**DOCUMENT TEXT:**
Anyone under the age of 10 and it can be pretty hair raising experience just with their short legs that make them almost sit on the edge of the seat with these seemingly oversized plank(s) hanging down and trying to pull them off.


----------



## SBForum Editor (Nov 2, 2015)

Oldman said:


> Very happy to see that it all ended just fine, but I have to wonder why they could not pull the child back up into the chair?


That's exactly what I was thinking... there were enough arms holding him at the time.


----------



## Psi-Man (Aug 31, 2009)

That's a steep chair lift too, lucky they got it stopped before it really starting climbing.


----------



## chomps1211 (Mar 30, 2011)

Right up until they let go,.. It looks like the kids only about toddler sized. And I was thinking same as everyone else! Why dont they yank that 30-40-50 lb grom back up! (...watched a small version on my phone so I could be missing some detail!).

**ACTIVITY 1:** Show every line of the records that contains the string "pixel". Case counts.
The chairlift thread and the records are unrelated material.

Stored records
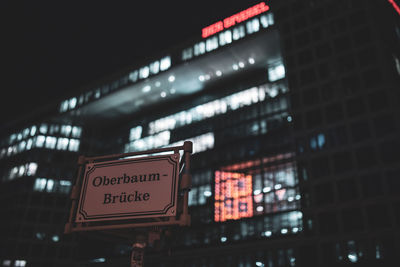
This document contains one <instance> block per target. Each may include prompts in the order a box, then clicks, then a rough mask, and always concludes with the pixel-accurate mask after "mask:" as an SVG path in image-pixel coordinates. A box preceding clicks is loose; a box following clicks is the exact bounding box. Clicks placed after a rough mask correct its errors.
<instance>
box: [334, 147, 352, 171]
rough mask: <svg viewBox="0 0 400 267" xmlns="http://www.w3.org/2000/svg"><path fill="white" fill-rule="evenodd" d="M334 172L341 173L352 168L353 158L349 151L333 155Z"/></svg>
mask: <svg viewBox="0 0 400 267" xmlns="http://www.w3.org/2000/svg"><path fill="white" fill-rule="evenodd" d="M333 163H334V166H335V173H341V172H345V171H348V170H350V169H352V168H353V160H352V157H351V154H350V153H349V152H346V151H344V152H338V153H335V154H334V155H333Z"/></svg>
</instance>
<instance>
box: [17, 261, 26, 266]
mask: <svg viewBox="0 0 400 267" xmlns="http://www.w3.org/2000/svg"><path fill="white" fill-rule="evenodd" d="M14 266H15V267H25V266H26V260H16V261H15V265H14Z"/></svg>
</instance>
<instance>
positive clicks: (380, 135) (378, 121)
mask: <svg viewBox="0 0 400 267" xmlns="http://www.w3.org/2000/svg"><path fill="white" fill-rule="evenodd" d="M374 128H375V133H376V136H377V137H382V136H385V135H387V134H390V133H392V132H394V131H395V130H396V126H395V122H394V118H393V115H392V114H383V115H380V116H379V117H376V118H375V119H374Z"/></svg>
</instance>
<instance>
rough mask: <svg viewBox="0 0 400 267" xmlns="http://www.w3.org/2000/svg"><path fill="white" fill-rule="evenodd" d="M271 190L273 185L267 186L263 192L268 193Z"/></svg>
mask: <svg viewBox="0 0 400 267" xmlns="http://www.w3.org/2000/svg"><path fill="white" fill-rule="evenodd" d="M269 191H271V187H269V186H267V187H264V188H263V193H268V192H269Z"/></svg>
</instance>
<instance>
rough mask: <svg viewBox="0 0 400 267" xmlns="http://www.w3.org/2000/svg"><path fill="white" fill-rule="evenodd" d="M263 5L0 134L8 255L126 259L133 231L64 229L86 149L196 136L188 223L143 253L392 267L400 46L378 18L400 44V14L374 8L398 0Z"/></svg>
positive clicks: (399, 144)
mask: <svg viewBox="0 0 400 267" xmlns="http://www.w3.org/2000/svg"><path fill="white" fill-rule="evenodd" d="M338 3H339V4H338ZM267 4H268V5H270V9H269V11H268V12H264V13H261V14H258V15H257V16H254V17H251V18H248V19H246V20H243V21H241V22H240V23H239V22H238V23H235V25H232V27H229V28H224V29H221V30H220V31H218V32H216V33H215V34H212V35H209V36H207V38H200V36H199V38H197V39H195V40H193V41H192V43H191V44H189V45H188V44H185V46H184V47H183V46H182V47H180V48H177V49H175V50H173V51H170V53H169V54H167V55H165V56H162V57H160V58H153V59H151V58H150V59H148V61H144V62H147V63H145V64H142V65H137V66H134V67H132V68H131V69H130V70H129V71H128V72H126V73H121V75H120V76H119V77H120V78H118V79H115V76H114V78H112V79H110V80H109V81H108V82H104V83H103V84H95V85H93V86H91V87H90V88H87V90H86V91H85V92H84V93H82V94H80V95H76V96H70V97H69V98H68V99H65V100H64V101H62V102H61V103H60V104H59V106H58V111H56V112H55V114H53V115H51V116H50V115H49V117H40V118H36V120H34V121H32V122H31V123H30V124H29V125H26V126H25V127H22V128H21V127H20V126H18V127H15V129H10V130H9V132H8V133H4V134H2V136H1V143H0V175H1V176H0V178H1V181H0V183H1V185H0V198H1V199H0V207H1V211H2V214H7V216H6V218H5V219H3V222H4V223H3V227H2V228H1V229H0V231H1V232H0V234H1V235H0V266H28V267H30V266H46V267H47V266H124V265H127V264H128V260H129V255H130V250H131V244H127V243H126V242H123V241H114V240H112V241H110V240H104V239H102V240H99V239H96V238H93V237H91V236H90V235H64V234H63V231H64V225H65V222H66V221H67V218H68V216H69V208H70V202H69V201H70V200H69V194H70V193H71V189H72V188H73V184H74V179H75V177H76V169H77V162H78V156H79V155H85V156H94V155H105V154H115V153H124V152H126V153H127V152H135V151H143V150H149V149H153V148H161V147H168V146H175V145H182V143H183V142H184V141H186V140H190V141H192V142H193V146H194V147H193V148H194V151H193V152H194V153H193V155H192V166H191V169H192V173H191V175H192V187H191V189H190V192H189V199H188V205H189V211H190V214H191V225H190V226H189V227H174V228H170V229H168V233H164V234H163V235H162V236H161V240H160V242H159V243H157V245H155V246H154V247H151V246H149V247H148V248H147V250H146V257H147V258H146V265H147V264H148V265H149V266H246V267H247V266H270V267H274V266H344V265H357V264H359V265H360V266H393V262H396V261H395V260H396V255H395V251H397V250H399V248H400V243H399V242H400V241H399V238H398V226H399V225H400V224H399V222H400V215H399V214H400V209H399V208H398V207H399V206H400V201H399V198H398V196H399V193H398V192H399V190H397V189H398V187H399V185H400V184H399V179H398V177H399V173H400V169H399V167H398V162H399V160H400V158H399V156H398V155H399V153H398V150H399V149H400V143H399V141H398V134H399V129H400V128H399V127H398V126H399V110H398V105H397V102H398V101H397V100H398V99H400V98H399V93H398V88H399V80H398V73H397V70H398V64H397V63H398V60H397V58H398V55H400V52H399V48H398V47H400V46H398V45H397V46H396V45H389V42H383V41H382V40H381V38H380V37H381V35H379V34H378V31H377V29H378V28H379V29H386V30H385V31H383V30H382V31H380V32H381V34H382V36H385V38H388V40H389V39H390V40H391V41H393V42H394V43H396V42H397V43H396V44H399V40H400V39H399V38H398V37H397V35H396V34H394V33H395V32H396V31H395V30H393V32H391V31H390V30H388V29H392V28H393V29H398V25H399V23H398V20H396V19H393V20H391V19H387V20H379V21H378V20H376V19H375V17H376V16H377V14H378V15H380V16H382V15H383V14H388V15H387V16H386V17H387V18H389V17H390V16H391V15H393V14H392V13H393V8H392V7H391V5H390V3H386V1H382V3H379V4H378V3H375V2H373V1H366V2H365V3H363V5H359V4H358V3H357V1H354V0H349V1H339V2H337V1H331V0H329V1H311V0H309V1H308V0H307V1H294V0H293V1H288V2H286V1H271V3H269V2H268V3H267ZM338 6H339V7H340V10H339V11H340V12H338ZM244 8H246V7H244ZM390 12H392V13H390ZM238 14H240V13H238ZM389 14H391V15H389ZM390 18H392V17H390ZM372 25H374V26H372ZM393 25H395V26H393ZM396 25H397V26H396ZM385 27H386V28H385ZM378 37H379V38H378ZM385 40H386V39H385ZM383 48H384V49H383ZM393 59H395V60H393ZM164 230H165V229H164ZM99 235H100V234H99Z"/></svg>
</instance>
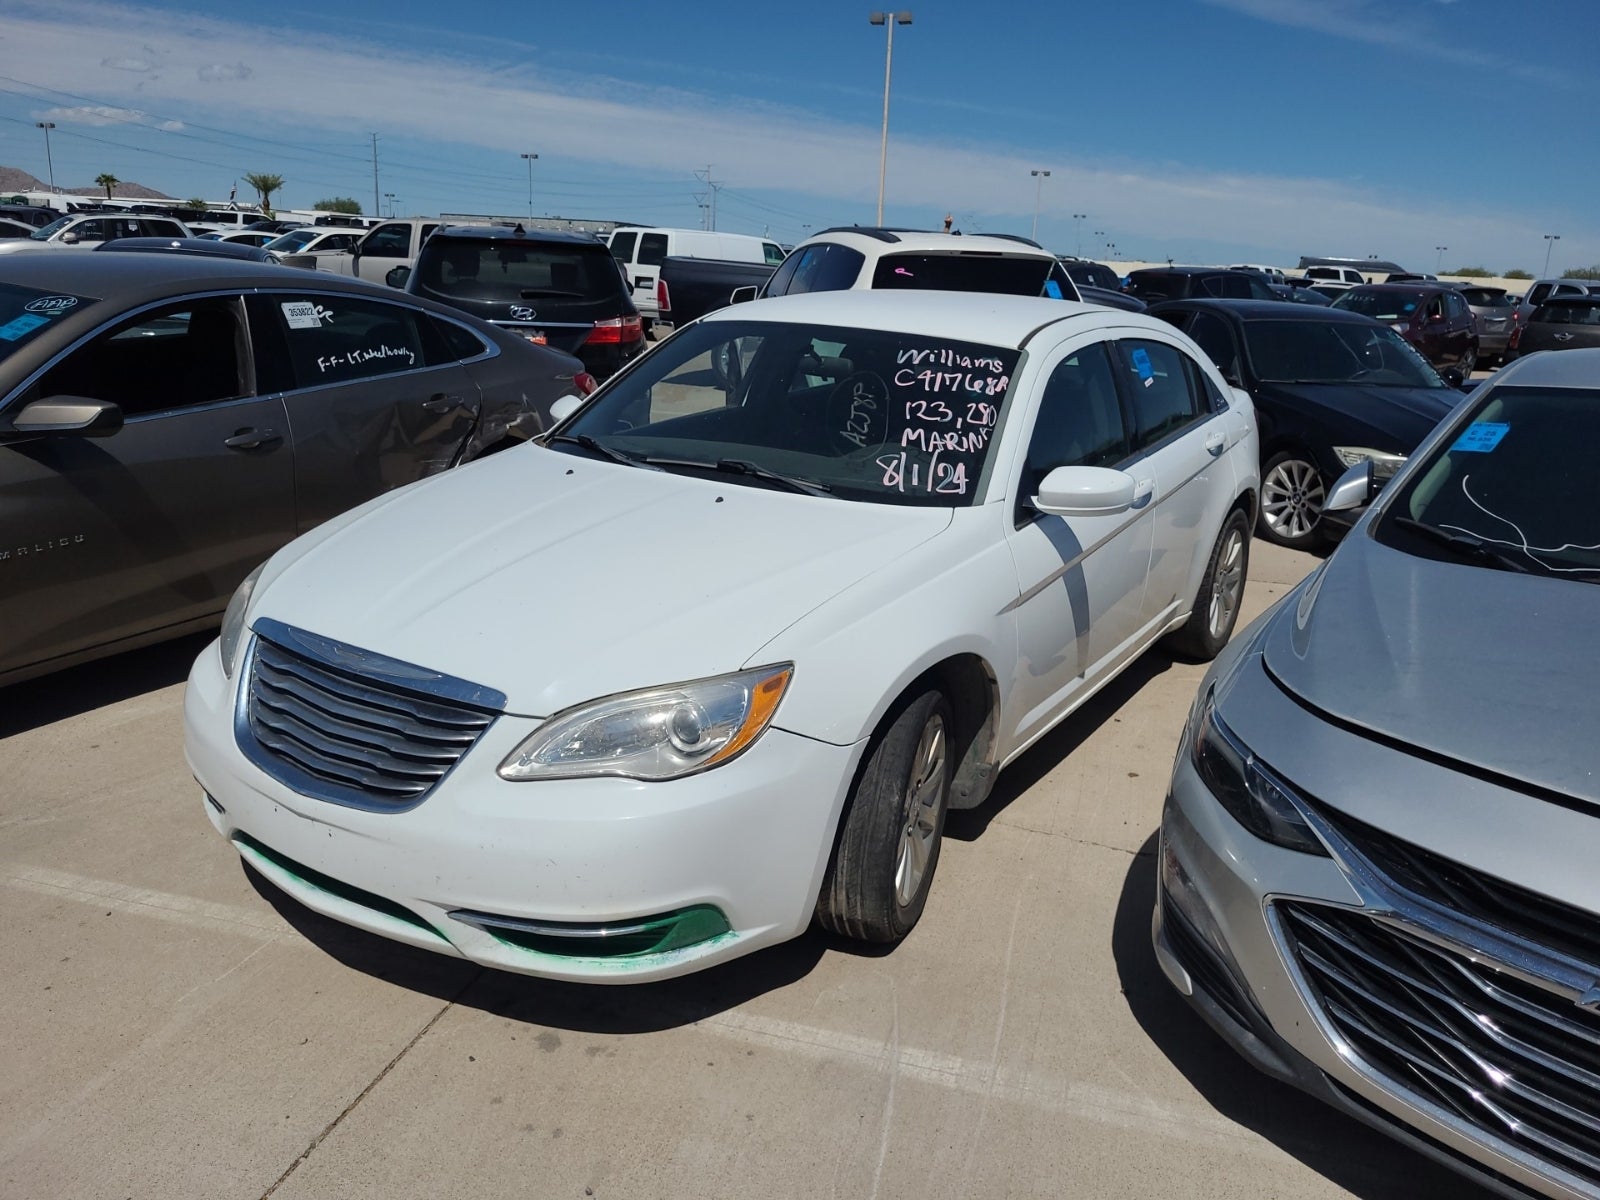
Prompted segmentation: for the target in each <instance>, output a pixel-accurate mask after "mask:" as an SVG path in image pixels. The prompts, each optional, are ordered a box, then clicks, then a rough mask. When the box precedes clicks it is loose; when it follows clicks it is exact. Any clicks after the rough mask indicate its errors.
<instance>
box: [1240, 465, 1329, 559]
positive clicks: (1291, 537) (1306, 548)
mask: <svg viewBox="0 0 1600 1200" xmlns="http://www.w3.org/2000/svg"><path fill="white" fill-rule="evenodd" d="M1326 496H1328V493H1326V488H1325V486H1323V482H1322V472H1320V470H1317V464H1315V462H1312V461H1310V458H1307V456H1306V453H1304V451H1299V450H1285V451H1280V453H1277V454H1274V456H1272V458H1270V459H1267V466H1266V467H1264V469H1262V472H1261V520H1259V522H1258V525H1256V530H1258V533H1261V536H1262V538H1266V539H1267V541H1269V542H1277V544H1278V546H1288V547H1290V549H1293V550H1314V549H1317V546H1318V544H1320V542H1322V504H1323V501H1325V499H1326Z"/></svg>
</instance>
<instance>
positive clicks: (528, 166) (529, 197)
mask: <svg viewBox="0 0 1600 1200" xmlns="http://www.w3.org/2000/svg"><path fill="white" fill-rule="evenodd" d="M522 157H523V158H525V160H526V162H528V219H530V221H533V160H534V158H538V157H539V155H536V154H525V155H522Z"/></svg>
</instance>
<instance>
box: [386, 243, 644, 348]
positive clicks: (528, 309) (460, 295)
mask: <svg viewBox="0 0 1600 1200" xmlns="http://www.w3.org/2000/svg"><path fill="white" fill-rule="evenodd" d="M402 270H405V269H403V267H397V269H395V270H392V272H390V280H389V282H390V283H398V280H397V278H395V275H398V274H400V272H402ZM405 290H406V291H410V293H411V294H414V296H427V298H429V299H437V301H443V302H445V304H453V306H454V307H458V309H461V310H464V312H470V314H472V315H474V317H482V318H483V320H486V322H493V323H494V325H499V326H501V328H504V330H510V331H512V333H520V334H522V336H525V338H528V339H530V341H533V342H541V344H547V346H552V347H555V349H557V350H566V354H574V355H578V357H579V358H581V360H582V363H584V370H586V371H589V374H592V376H594V378H595V379H606V378H608V376H611V374H614V373H616V371H618V370H619V368H621V366H622V365H624V363H627V362H629V360H632V358H635V357H637V355H638V354H640V352H643V349H645V326H643V325H642V323H640V320H638V309H635V307H634V301H632V299H629V294H627V286H626V283H624V280H622V274H621V272H619V270H618V269H616V259H613V258H611V251H610V250H606V248H605V243H602V242H600V240H598V238H595V237H594V235H590V234H557V232H546V230H538V229H534V230H530V229H523V227H522V226H515V227H509V226H442V227H440V229H435V230H434V235H432V237H430V238H429V240H427V242H424V243H422V251H421V253H419V254H418V259H416V267H414V269H413V270H411V272H410V274H408V275H406V278H405Z"/></svg>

**ACTIVITY 2:** Answer yes or no to whether each statement agrees with the chairlift thread, and quote the deciding words from the thread. (a) Psi-Man calls the chair lift steep. (b) chomps1211 watched the video on a large screen. (c) SBForum Editor thought too few arms were holding the child.

**ANSWER SPACE 1:**
This document contains one <instance> block per target. Each may include prompts in the order a box, then clicks, then a rough mask, and always concludes with the pixel-accurate mask after "mask:" as an SVG path in image-pixel coordinates. A box preceding clicks is loose; a box following clicks is the exact bounding box. Clicks placed after a rough mask correct its errors.
Prompted segmentation: for the target in each <instance>, output a pixel-accurate mask after "mask:" as an SVG path in image pixels. The prompts, each optional, are ordered a box, then clicks, then a rough mask. When the box precedes clicks it is loose; when it follows clicks it is exact. Any clicks after the rough mask indicate its errors.

**ANSWER SPACE 2:**
(a) Yes: "That's a steep chair lift too"
(b) No: "watched a small version on my phone"
(c) No: "there were enough arms holding him at the time."